--- Start Data provided ---

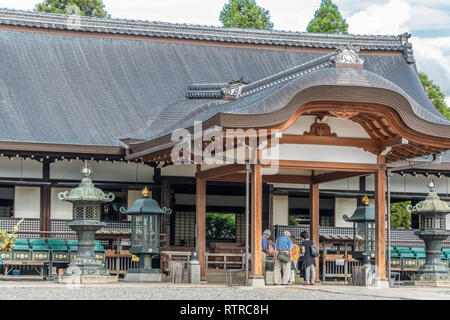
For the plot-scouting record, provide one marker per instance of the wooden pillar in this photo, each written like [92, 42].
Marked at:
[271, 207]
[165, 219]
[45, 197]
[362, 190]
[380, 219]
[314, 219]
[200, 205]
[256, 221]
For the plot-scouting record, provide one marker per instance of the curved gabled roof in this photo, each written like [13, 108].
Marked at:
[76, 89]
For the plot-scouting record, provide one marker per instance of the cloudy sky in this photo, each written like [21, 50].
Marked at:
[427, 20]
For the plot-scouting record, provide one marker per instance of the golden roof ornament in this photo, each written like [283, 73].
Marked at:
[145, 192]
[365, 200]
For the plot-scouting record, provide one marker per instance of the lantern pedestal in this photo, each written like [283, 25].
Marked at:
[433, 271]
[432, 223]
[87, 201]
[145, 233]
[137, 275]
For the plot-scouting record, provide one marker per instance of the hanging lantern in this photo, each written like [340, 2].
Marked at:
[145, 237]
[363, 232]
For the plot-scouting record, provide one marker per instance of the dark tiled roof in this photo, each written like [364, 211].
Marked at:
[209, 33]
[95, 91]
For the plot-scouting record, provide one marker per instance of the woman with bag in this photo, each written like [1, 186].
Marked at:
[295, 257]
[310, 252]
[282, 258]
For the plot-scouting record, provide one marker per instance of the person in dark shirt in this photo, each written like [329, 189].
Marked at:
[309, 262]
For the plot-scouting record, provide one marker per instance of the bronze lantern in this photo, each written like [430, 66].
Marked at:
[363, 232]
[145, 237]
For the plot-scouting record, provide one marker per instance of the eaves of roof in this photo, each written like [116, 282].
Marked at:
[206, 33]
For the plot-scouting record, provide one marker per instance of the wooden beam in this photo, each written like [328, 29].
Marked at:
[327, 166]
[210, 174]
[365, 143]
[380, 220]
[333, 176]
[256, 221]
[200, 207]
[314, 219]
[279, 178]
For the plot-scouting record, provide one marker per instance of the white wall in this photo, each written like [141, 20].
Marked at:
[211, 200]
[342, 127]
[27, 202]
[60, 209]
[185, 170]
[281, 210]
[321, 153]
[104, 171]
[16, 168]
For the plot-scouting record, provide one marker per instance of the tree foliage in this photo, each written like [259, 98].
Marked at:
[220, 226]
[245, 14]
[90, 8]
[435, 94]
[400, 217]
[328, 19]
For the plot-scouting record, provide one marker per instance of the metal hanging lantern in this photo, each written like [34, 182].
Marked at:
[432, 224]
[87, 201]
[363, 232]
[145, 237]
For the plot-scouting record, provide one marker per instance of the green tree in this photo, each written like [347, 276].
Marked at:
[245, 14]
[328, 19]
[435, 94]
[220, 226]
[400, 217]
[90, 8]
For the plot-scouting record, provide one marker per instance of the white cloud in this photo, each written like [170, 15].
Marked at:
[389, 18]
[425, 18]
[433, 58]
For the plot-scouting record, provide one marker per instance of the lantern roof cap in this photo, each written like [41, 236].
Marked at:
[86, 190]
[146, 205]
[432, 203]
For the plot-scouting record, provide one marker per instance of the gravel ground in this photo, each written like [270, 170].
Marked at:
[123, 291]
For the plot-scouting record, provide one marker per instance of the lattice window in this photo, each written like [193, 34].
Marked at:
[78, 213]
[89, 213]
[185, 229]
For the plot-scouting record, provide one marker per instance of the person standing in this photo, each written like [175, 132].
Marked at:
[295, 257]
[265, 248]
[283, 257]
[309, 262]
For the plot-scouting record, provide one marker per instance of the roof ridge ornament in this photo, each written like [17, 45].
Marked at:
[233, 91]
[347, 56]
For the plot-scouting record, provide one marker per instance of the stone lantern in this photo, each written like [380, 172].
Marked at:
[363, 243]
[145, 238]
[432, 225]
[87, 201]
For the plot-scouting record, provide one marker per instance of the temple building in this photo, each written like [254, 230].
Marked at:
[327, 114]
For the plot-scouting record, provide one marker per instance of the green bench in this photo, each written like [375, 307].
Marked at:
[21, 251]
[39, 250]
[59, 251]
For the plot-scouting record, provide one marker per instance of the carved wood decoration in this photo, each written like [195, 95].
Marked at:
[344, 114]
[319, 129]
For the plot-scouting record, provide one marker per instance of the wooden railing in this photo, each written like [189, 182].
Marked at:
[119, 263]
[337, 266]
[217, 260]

--- End Data provided ---
--- Start Data provided ---

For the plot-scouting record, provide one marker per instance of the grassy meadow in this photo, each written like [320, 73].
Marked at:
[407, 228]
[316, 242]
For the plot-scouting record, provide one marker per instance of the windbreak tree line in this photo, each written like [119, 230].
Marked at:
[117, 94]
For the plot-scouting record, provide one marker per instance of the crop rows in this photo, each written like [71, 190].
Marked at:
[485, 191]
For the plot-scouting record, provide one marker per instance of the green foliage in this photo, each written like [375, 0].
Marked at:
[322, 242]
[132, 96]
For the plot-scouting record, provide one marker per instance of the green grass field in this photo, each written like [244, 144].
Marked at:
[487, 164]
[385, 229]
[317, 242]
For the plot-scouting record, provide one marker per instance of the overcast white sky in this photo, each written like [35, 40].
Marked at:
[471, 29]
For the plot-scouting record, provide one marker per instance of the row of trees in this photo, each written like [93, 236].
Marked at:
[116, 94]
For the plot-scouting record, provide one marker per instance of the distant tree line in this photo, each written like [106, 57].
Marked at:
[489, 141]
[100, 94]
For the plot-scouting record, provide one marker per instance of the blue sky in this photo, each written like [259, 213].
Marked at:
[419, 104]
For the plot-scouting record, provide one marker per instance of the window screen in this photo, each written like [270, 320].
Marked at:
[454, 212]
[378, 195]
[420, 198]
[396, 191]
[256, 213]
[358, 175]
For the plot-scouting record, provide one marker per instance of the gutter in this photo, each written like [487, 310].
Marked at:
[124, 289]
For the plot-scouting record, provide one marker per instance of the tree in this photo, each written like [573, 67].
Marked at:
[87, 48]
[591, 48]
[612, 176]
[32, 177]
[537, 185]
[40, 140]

--- End Data provided ---

Pick out and copy every line of the material above that contains the string "hanging". Case counts.

Solution to the problem:
For the plot-scouting record, provide one marker per instance of the hanging lantern in this photo, each written like [340, 2].
For the plot-scouting record, provide one marker per instance of the metal hanging lantern in this photo, each written like [34, 182].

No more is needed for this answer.